____ Extracted text

On Fri, Apr 02, 2004 at 05:25:35AM -0800, Peter Karman wrote:
> The swish docs say (under MetaNames):
> ---
> When indexing HTML Swish-e indexes the HTML title as default text, so
> when searching Swish-e will find matches in both the HTML body and the
> HTML title. Swish also, by default, indexes content of meta tags. So:
>
> swish-e -w foo
>
> will find ``foo'' in the body, the title, or any meta tags.
or any meta tags that are not defined as MetaNames.
That's not very clear, so here I go....
Everything is stored as a metaname in the index. Metanames are
basically a way to have multiple indexes in the same index file.
By default, swish indexes text under the metaname "swishdefault". These
both search "swishdefault"
-w foo
-w swishdefault=(foo)
Now, by default (with no special config options) swish indexes HTML
<title>, <meta> and text extracted from <body> as swishdefault. But, if
a meta tag is defined it is indexed under a different meta id, and
cannot be searched with just -w foo:
(Notice a bit broken HTML here, but it's still indexed.)
moseley@laptop:~$ cat test.html
<html>
<head>
<title>Title</title>
<meta name="meta1" content="meta1text">
<meta name="meta2" content="meta2text">
brokentext
<body>
bodytext
</body>
</html>
moseley@laptop:~$ cat c
ParserWarnLevel 9
MetaNames meta1
moseley@laptop:~$ swish-e -v0 -i test.html -c c -T indexed_words
Adding:[1:swishdefault(1)] 'title' Pos:2 Stuct:0x7 ( HEAD TITLE FILE )
Adding:[1:meta1(10)] 'meta1text' Pos:5 Stuct:0x85 ( META HEAD FILE )
Adding:[1:swishdefault(1)] 'meta2text' Pos:9 Stuct:0x5 ( HEAD FILE )
test.html:7: error: htmlParseStartTag: misplaced <body> tag
<body>
^
Adding:[1:swishdefault(1)] 'brokentext' Pos:11 Stuct:0x9 ( BODY FILE )
Adding:[1:swishdefault(1)] 'bodytext' Pos:12 Stuct:0x9 ( BODY FILE )
Swish can't (or doesn't) search all metanames because of the of phrase
searches would not work right. So, to search multiple metanames you
can do:
-w swishdefault=(foo) OR meta=(foo)
The other option is to next the metanames:
<name>
<first>Bill</first>
<last>Moseley</last>
<name>
then with Metanames name first last you get:
moseley@laptop:~$ swish-e -v0 -i x -c c -T indexed_words
Adding:[1:name(10)] 'bill' Pos:4 Stuct:0x89 ( META BODY FILE )
Adding:[1:first(11)] 'bill' Pos:4 Stuct:0x89 ( META BODY FILE )
Adding:[1:name(10)] 'moseley' Pos:7 Stuct:0x89 ( META BODY FILE )
Adding:[1:last(12)] 'moseley' Pos:7 Stuct:0x89 ( META BODY FILE )
and then you can search like:
-w first=(bill)
-w name=("bill moseley")
But, that does basically double the size of the index.
--
Bill Moseley
moseley@hank.org
Received on Fri Apr 2 07:34:21 2004

________
____ Dataset section

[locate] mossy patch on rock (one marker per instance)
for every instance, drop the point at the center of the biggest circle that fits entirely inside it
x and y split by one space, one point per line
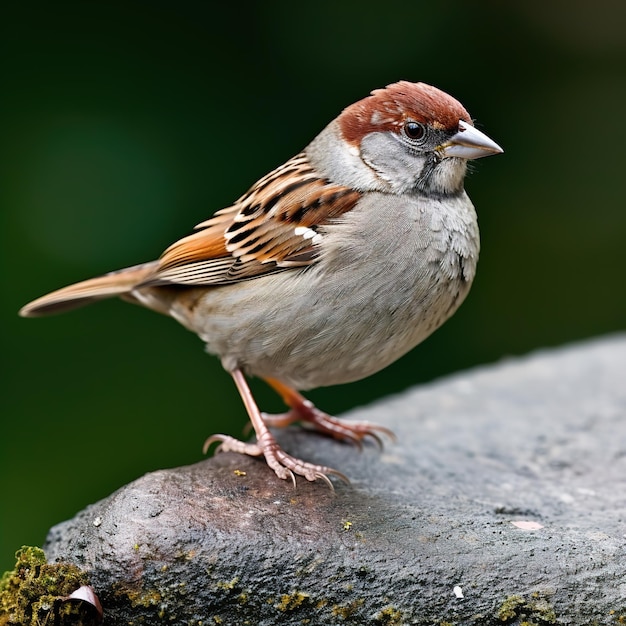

________

> Objective 1: In the Swish-e message, why doesn't Swish search all metanames at once? Answer in one to three sentences.
> Objective 2: In the Swish-e message, list every word that was indexed under the swishdefault metaname when test.html was indexed.
> Objective 3: Reproduce the part of the Swish-e message starting with "test.html:7: error: htmlParseStartTag: misplaced" and going on through "swishdefault=(foo) OR meta=(foo)".

> Task result 1: Swish doesn't search all metanames at once because phrase searches would not work right. To search several metanames, you have to combine them in the query, as in -w swishdefault=(foo) OR meta=(foo).

> Task result 2: title, meta2text, brokentext, bodytext

> Task result 3:
test.html:7: error: htmlParseStartTag: misplaced <body> tag
<body>
^
Adding:[1:swishdefault(1)] 'brokentext' Pos:11 Stuct:0x9 ( BODY FILE )
Adding:[1:swishdefault(1)] 'bodytext' Pos:12 Stuct:0x9 ( BODY FILE )
Swish can't (or doesn't) search all metanames because of the of phrase
searches would not work right. So, to search multiple metanames you
can do:
-w swishdefault=(foo) OR meta=(foo)